**What you will do:**
- A) Name every person whose deposition the Southfield Defendants' first motion for protective order sought to prevent, as named in the court order below.
- B) Edit the court order below: restate it from "The Southfield Defendants" to "(D.E. No. 139).", using "submitted" in place of "filed".
- C) In the court order below, condense the paragraph beginning "On November 22, 2016" into a shorter version that keeps its main facts.

**Text to read:**

******************************

Green v. Southfield et al
ORDER re 147 OBJECTION TO MAGISTRATE JUDGE ORDER GRANTING SOUTHFIELD DEFENDANTS' SECOND MOTION FOR PROTECTIVE ORDER, MOTION SUSTAIN OBJECTIONS re 139 Order on Motion for Protective Order filed by Dawn Green. Signed by District Judge Sean F. Cox. (JMcC)
UNITED STATES DISTRICT COURT
EASTERN DISTRICT OF MICHIGAN
Case No. 15-13479
City of Southfield, et al.,
Sean F. Cox
United States District Court Judge
ON PLAINTIFF’S OBJECTIONS
TO MAGISTRATE JUDGE’S ORDER ON
DEFENDANTS’ SECOND MOTION FOR PROTECTIVE ORDER (D.E. NO. 139)
The Southfield Defendants (hereinafter “Defendants”) filed two different motions for
protective orders, which were referred to the magistrate judge. This matter is currently before
the Court on Plaintiff’s objections to the magistrate judge’s order on Defendants’ Second Motion
for Protective Order. (D.E. No. 139).
On November 22, 2016, Magistrate Judge Whalen issued an Order granting the first
motion for protective order filed by Defendants. (D.E. No. 103). That order stated that “[f]or
the reasons and terms stated on the record on November 17, 2016, City of Southfield
Defendants’ Motion for Protective Order Preventing the Depositions of Chief Hawkins, Deputy
Chief Fitzgerald, and City Administrator Zorn [Doc. #86] is GRANTED, without prejudice to
Plaintiff seeking to depose these individuals if justified by their interrogatory responses.” (Id.).

******************************

**Information provided:**
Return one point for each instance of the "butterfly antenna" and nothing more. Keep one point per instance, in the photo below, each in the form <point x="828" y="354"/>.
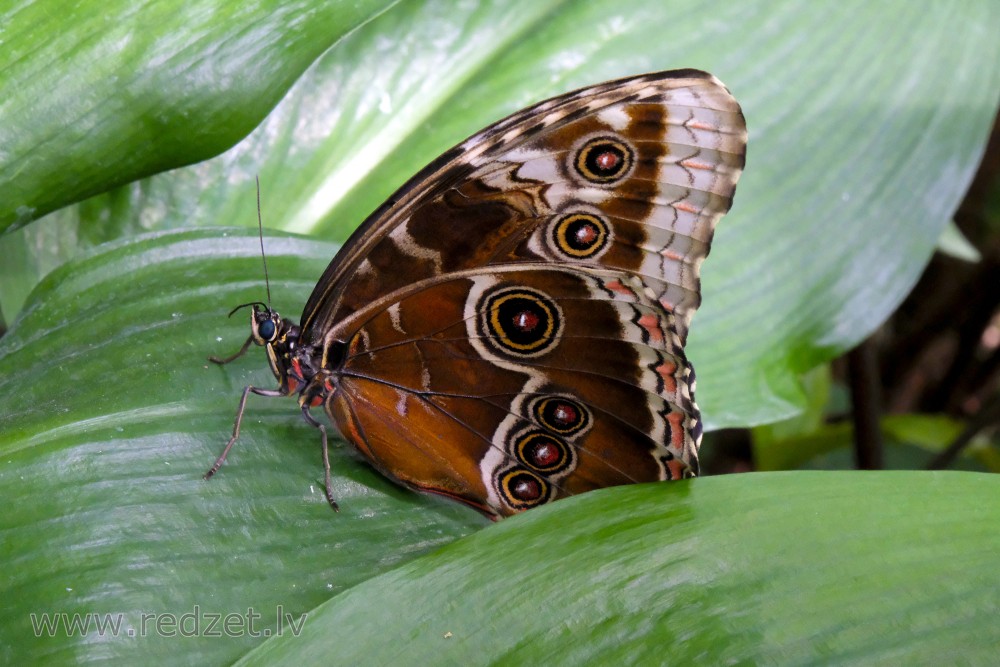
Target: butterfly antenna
<point x="260" y="233"/>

******************************

**Task responses:**
- A) Chief Hawkins, Deputy Chief Fitzgerald, and City Administrator Zorn.

- B)
The Southfield Defendants (hereinafter “Defendants”) submitted two different motions for
protective orders, which were referred to the magistrate judge. This matter is currently before
the Court on Plaintiff’s objections to the magistrate judge’s order on Defendants’ Second Motion
for Protective Order. (D.E. No. 139).

- C) On November 22, 2016, Magistrate Judge Whalen granted the Defendants' first motion for protective order (D.E. No. 103) for the reasons stated on the record on November 17, 2016. The order blocked the depositions of Chief Hawkins, Deputy Chief Fitzgerald, and City Administrator Zorn [Doc. #86]. It was granted without prejudice, so Plaintiff could still seek those depositions if their interrogatory responses justified them.